◆ **READING PASSAGE**:

↓

Gender Studies Concentrator Can't Understand Why Dense, Obscure Vocabulary Not Getting Through To Working Class Parents

Published Friday, April 29th, 2016

After hanging up the phone and thinking hard for a few moments, gender studies concentrator Angela Lingenberg ‘17 admitted she was having difficulty understanding why her impenetrably dense elaboration of “intersectional and constructed gender identity” wasn’t getting through to her father Jim, a welder, and mother Laura, a shift manager at the local CostCo.

“I’m telling them, point by point, that gender is totally distinct from sexual identity and networks with all these other constructed norms," explained the junior, scratching her head at the thought that her mother, who recently started working 10 more hours a week to help make up for the gaps in her daughter’s financial aid package, couldn’t make sense of the barrage of jargon directed at her. “For some reason, it just doesn’t seem to be sinking in. I totally get that my dad didn’t get to go to college because he had to start working and supporting his family, but you shouldn’t have to attend an elite university to be able to understand that the war movies he likes traffic in a toxic masculinity and re-instantiate the military-industrial complex.”

↑

◆ **INPUT DATA**:
↓

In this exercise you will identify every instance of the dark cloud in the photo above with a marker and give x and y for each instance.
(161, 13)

↑

◆ **EXERCISE**: Reproduce the stretch of the gender studies article from "After hanging up" through "the local CostCo.". The material has no connection to the article.

◆ **RESPONSE AREA**:
After hanging up the phone and thinking hard for a few moments, gender studies concentrator Angela Lingenberg ‘17 admitted she was having difficulty understanding why her impenetrably dense elaboration of “intersectional and constructed gender identity” wasn’t getting through to her father Jim, a welder, and mother Laura, a shift manager at the local CostCo.